From the entries below, reproduce exactly the line containing "Target: house", the line containing "For every instance of the white usa", and every line in between, with nothing added.

BEGIN Provided records

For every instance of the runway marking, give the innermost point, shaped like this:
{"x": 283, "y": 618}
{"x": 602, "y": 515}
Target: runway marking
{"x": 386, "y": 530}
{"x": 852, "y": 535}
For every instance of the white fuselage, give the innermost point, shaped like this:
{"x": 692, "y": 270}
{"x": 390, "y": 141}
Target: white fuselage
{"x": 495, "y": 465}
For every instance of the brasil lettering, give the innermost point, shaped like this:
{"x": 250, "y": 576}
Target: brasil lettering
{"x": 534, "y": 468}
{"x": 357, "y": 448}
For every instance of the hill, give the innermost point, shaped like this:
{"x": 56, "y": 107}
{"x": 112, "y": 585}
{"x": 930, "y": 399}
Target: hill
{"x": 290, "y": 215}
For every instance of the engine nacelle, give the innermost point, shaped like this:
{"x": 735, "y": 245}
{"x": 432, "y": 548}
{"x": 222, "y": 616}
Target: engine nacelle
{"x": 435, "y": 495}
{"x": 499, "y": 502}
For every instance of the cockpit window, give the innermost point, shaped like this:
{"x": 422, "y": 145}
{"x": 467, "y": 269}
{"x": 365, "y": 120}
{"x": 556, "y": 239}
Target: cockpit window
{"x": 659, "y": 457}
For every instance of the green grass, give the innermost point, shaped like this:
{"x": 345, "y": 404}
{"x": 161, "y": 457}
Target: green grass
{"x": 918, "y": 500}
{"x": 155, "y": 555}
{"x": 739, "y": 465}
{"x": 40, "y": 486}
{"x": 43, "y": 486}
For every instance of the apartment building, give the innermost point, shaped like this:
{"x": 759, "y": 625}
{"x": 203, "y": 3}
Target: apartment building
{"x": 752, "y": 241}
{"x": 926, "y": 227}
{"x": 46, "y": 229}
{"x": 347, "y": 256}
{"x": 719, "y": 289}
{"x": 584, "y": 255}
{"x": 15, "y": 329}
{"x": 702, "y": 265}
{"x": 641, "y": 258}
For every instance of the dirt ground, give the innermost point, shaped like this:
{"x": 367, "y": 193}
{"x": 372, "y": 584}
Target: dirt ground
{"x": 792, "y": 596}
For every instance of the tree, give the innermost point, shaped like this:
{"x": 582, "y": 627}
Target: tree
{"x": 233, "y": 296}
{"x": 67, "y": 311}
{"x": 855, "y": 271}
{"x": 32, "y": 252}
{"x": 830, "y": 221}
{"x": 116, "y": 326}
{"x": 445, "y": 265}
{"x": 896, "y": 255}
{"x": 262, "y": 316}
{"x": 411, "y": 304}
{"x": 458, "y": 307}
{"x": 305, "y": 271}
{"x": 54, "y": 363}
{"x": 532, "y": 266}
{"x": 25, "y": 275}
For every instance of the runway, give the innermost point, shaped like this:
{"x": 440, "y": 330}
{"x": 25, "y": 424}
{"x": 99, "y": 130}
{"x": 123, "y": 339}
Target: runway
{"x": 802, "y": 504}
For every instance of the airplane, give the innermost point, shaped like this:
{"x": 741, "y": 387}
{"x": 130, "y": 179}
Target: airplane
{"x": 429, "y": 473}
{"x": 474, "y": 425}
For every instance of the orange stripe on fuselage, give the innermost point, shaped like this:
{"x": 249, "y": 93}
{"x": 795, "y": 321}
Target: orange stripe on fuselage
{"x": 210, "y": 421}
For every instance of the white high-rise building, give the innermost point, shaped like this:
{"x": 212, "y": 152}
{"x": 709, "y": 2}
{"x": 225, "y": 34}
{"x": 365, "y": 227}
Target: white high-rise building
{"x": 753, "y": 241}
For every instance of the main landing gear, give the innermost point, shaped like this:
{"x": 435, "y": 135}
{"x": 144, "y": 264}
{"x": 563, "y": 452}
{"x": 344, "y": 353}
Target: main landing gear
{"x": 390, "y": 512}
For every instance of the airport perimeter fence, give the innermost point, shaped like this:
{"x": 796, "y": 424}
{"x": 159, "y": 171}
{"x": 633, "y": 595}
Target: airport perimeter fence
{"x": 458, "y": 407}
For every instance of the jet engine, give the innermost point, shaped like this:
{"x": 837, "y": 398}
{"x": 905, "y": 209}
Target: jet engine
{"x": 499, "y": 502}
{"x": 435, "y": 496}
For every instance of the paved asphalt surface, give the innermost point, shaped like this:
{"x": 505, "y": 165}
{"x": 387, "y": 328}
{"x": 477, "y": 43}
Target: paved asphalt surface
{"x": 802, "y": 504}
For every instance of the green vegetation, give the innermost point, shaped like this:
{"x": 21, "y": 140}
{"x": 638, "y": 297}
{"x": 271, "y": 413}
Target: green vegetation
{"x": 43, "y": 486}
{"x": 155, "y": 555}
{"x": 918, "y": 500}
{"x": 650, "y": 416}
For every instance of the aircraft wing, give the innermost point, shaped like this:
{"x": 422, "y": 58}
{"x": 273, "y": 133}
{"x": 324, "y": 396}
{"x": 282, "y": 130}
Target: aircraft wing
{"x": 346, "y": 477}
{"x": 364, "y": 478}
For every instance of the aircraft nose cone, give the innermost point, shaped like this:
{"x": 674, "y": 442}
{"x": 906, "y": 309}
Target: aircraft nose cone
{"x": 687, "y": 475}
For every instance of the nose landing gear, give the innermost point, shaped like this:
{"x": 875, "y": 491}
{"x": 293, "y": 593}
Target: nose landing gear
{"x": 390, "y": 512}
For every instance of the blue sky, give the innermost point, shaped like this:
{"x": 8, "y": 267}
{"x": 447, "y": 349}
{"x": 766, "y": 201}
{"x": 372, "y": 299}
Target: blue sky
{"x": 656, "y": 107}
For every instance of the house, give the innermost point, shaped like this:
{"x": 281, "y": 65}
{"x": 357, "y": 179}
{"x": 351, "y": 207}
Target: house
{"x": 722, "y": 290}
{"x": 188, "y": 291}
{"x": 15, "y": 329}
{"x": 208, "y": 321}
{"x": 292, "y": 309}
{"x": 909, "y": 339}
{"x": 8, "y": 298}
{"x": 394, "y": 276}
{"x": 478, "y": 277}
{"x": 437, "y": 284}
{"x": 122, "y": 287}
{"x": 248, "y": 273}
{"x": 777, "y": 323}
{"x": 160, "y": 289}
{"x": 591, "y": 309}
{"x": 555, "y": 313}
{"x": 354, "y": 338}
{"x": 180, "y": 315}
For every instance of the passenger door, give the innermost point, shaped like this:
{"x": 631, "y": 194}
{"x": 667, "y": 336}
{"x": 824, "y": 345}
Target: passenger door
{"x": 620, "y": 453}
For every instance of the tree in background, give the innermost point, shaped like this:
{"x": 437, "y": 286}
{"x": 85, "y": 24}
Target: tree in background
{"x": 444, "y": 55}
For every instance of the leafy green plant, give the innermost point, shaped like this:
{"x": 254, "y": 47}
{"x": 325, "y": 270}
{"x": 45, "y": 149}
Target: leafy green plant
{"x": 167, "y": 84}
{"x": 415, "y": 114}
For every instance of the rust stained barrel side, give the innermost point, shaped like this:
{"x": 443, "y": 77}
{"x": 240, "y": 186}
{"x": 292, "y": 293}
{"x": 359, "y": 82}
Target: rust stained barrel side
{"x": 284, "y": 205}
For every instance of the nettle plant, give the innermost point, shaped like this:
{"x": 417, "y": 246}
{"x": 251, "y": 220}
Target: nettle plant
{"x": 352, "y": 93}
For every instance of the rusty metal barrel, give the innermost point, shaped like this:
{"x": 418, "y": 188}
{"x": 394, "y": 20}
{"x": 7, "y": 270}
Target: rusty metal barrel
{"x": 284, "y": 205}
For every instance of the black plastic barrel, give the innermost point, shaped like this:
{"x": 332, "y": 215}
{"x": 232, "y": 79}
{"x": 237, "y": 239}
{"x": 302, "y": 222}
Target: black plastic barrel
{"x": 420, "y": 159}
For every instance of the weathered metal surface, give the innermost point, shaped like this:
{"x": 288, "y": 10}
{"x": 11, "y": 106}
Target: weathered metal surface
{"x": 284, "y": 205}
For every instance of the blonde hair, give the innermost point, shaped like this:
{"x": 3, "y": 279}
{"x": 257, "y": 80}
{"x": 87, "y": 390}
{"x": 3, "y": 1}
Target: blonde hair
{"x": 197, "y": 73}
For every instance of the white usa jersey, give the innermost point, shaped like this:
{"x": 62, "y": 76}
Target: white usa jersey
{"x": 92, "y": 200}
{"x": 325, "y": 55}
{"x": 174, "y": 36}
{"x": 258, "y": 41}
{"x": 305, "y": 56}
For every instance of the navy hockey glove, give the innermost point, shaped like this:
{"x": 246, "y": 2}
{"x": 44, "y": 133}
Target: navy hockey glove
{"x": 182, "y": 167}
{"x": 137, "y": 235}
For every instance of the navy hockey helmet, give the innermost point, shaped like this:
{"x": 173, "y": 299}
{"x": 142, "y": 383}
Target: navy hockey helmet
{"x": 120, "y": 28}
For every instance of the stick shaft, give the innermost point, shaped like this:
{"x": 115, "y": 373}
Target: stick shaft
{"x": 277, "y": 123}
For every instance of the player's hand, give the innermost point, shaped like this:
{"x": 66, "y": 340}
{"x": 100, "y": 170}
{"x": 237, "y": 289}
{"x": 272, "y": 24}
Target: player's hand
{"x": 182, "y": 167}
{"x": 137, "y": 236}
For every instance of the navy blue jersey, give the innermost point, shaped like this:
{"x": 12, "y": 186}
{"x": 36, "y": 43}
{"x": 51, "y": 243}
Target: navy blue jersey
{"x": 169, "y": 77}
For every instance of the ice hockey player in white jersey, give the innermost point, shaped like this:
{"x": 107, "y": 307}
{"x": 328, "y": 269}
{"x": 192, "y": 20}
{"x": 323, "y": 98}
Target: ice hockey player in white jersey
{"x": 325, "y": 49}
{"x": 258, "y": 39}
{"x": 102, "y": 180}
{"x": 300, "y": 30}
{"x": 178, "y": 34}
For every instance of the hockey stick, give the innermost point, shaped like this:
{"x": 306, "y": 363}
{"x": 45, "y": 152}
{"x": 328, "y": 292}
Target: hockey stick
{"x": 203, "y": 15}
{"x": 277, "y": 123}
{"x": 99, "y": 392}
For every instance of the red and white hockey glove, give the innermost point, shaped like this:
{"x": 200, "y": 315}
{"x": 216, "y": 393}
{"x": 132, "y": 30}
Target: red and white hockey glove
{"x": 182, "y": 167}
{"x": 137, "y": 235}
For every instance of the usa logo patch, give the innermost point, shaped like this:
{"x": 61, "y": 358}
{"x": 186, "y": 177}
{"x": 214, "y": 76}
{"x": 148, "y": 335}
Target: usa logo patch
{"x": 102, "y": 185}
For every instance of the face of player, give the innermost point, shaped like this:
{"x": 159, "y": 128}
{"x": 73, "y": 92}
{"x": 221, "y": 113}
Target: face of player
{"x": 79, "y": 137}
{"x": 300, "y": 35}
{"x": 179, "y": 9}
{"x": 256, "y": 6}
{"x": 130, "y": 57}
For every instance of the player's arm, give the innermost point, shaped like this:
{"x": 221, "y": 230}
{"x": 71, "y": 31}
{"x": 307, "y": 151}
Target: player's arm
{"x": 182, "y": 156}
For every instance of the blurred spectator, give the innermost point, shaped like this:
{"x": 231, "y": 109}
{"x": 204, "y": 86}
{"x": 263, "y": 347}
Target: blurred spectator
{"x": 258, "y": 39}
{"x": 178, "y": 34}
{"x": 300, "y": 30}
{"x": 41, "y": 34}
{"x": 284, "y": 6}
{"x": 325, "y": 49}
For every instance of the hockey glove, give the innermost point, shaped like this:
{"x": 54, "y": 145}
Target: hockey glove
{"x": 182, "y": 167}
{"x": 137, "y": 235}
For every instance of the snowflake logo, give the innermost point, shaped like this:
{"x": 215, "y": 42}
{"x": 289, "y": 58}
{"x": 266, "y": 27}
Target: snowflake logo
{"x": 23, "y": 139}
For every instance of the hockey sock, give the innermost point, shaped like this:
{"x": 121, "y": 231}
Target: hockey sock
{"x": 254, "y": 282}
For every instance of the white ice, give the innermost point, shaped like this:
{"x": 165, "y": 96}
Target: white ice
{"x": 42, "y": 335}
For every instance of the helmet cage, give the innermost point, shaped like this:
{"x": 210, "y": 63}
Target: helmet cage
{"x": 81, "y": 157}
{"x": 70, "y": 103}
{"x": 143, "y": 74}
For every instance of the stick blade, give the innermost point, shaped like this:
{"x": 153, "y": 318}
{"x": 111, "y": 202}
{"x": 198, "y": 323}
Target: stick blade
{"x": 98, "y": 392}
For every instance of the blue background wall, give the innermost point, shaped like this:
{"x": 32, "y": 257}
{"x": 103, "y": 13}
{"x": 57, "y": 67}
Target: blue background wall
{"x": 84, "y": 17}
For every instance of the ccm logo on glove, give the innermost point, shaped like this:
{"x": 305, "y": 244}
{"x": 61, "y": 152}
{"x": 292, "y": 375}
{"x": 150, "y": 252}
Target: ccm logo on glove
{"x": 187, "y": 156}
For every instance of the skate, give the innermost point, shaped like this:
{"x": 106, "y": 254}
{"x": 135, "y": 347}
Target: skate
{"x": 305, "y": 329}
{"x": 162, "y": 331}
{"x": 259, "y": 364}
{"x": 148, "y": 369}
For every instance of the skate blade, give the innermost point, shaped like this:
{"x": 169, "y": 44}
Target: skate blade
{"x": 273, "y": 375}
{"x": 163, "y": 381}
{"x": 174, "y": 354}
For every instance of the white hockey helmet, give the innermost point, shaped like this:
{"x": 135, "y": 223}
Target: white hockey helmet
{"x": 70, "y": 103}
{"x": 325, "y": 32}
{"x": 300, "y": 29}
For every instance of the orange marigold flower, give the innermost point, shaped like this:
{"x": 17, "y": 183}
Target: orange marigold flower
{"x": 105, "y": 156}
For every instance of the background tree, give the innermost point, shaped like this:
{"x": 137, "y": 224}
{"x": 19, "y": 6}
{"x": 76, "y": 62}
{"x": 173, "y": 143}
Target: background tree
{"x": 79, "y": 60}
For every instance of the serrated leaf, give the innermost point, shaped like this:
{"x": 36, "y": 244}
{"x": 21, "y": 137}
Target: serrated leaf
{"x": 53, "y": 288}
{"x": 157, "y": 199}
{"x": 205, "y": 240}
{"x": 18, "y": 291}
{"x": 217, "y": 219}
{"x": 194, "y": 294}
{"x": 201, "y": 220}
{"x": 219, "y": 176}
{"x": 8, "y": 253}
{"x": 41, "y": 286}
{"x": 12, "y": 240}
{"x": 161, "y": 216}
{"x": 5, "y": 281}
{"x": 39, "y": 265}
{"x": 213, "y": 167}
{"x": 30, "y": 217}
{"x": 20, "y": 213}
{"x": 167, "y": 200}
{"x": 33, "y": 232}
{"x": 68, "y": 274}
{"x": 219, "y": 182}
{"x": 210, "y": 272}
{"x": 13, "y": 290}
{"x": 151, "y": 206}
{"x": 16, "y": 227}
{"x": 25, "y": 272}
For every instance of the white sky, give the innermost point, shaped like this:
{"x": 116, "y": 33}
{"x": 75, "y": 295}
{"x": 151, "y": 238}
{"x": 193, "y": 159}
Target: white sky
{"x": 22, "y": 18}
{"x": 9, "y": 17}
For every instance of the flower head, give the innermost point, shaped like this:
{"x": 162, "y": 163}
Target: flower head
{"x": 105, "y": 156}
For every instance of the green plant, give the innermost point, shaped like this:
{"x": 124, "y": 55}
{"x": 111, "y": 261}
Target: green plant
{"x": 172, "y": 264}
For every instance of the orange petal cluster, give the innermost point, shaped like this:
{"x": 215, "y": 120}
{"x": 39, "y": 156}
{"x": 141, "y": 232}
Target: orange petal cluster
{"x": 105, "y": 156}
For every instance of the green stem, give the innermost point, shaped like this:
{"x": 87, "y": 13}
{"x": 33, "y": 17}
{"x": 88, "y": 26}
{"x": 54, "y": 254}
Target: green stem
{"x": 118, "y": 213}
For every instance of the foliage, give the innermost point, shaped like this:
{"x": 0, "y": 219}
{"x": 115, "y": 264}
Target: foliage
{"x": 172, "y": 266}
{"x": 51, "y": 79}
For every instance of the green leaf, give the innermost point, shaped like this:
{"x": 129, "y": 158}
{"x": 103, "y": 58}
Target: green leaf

END Provided records

### Task result
Target: house
{"x": 722, "y": 290}
{"x": 188, "y": 291}
{"x": 15, "y": 329}
{"x": 208, "y": 321}
{"x": 292, "y": 309}
{"x": 909, "y": 339}
{"x": 8, "y": 298}
{"x": 394, "y": 276}
{"x": 478, "y": 277}
{"x": 437, "y": 284}
{"x": 122, "y": 287}
{"x": 248, "y": 273}
{"x": 777, "y": 323}
{"x": 160, "y": 289}
{"x": 591, "y": 309}
{"x": 555, "y": 313}
{"x": 354, "y": 338}
{"x": 180, "y": 315}
For every instance of the passenger door, give the innermost point, shaped like this:
{"x": 631, "y": 194}
{"x": 667, "y": 336}
{"x": 824, "y": 345}
Target: passenger door
{"x": 620, "y": 453}
For every instance of the tree in background, give the innermost point, shaped like this:
{"x": 437, "y": 286}
{"x": 85, "y": 24}
Target: tree in background
{"x": 444, "y": 55}
For every instance of the leafy green plant, give the innermost point, shaped like this:
{"x": 254, "y": 47}
{"x": 325, "y": 270}
{"x": 45, "y": 149}
Target: leafy green plant
{"x": 167, "y": 84}
{"x": 415, "y": 114}
For every instance of the rust stained barrel side, give the innermost point, shaped like this:
{"x": 443, "y": 77}
{"x": 240, "y": 186}
{"x": 292, "y": 293}
{"x": 359, "y": 82}
Target: rust stained barrel side
{"x": 284, "y": 205}
For every instance of the nettle plant, give the innermost point, shaped like this:
{"x": 417, "y": 246}
{"x": 251, "y": 220}
Target: nettle plant
{"x": 352, "y": 93}
For every instance of the rusty metal barrel, give the innermost point, shaped like this:
{"x": 418, "y": 188}
{"x": 394, "y": 20}
{"x": 7, "y": 270}
Target: rusty metal barrel
{"x": 284, "y": 205}
For every instance of the black plastic barrel, give the innermost point, shaped like this:
{"x": 332, "y": 215}
{"x": 232, "y": 79}
{"x": 237, "y": 239}
{"x": 302, "y": 222}
Target: black plastic barrel
{"x": 420, "y": 159}
For every instance of the weathered metal surface, give the innermost point, shaped like this:
{"x": 288, "y": 10}
{"x": 11, "y": 106}
Target: weathered metal surface
{"x": 284, "y": 205}
For every instance of the blonde hair, give the innermost point, shaped like this:
{"x": 3, "y": 279}
{"x": 257, "y": 80}
{"x": 87, "y": 390}
{"x": 3, "y": 1}
Target: blonde hair
{"x": 197, "y": 73}
For every instance of the white usa jersey, give the innermost point, shaped like this:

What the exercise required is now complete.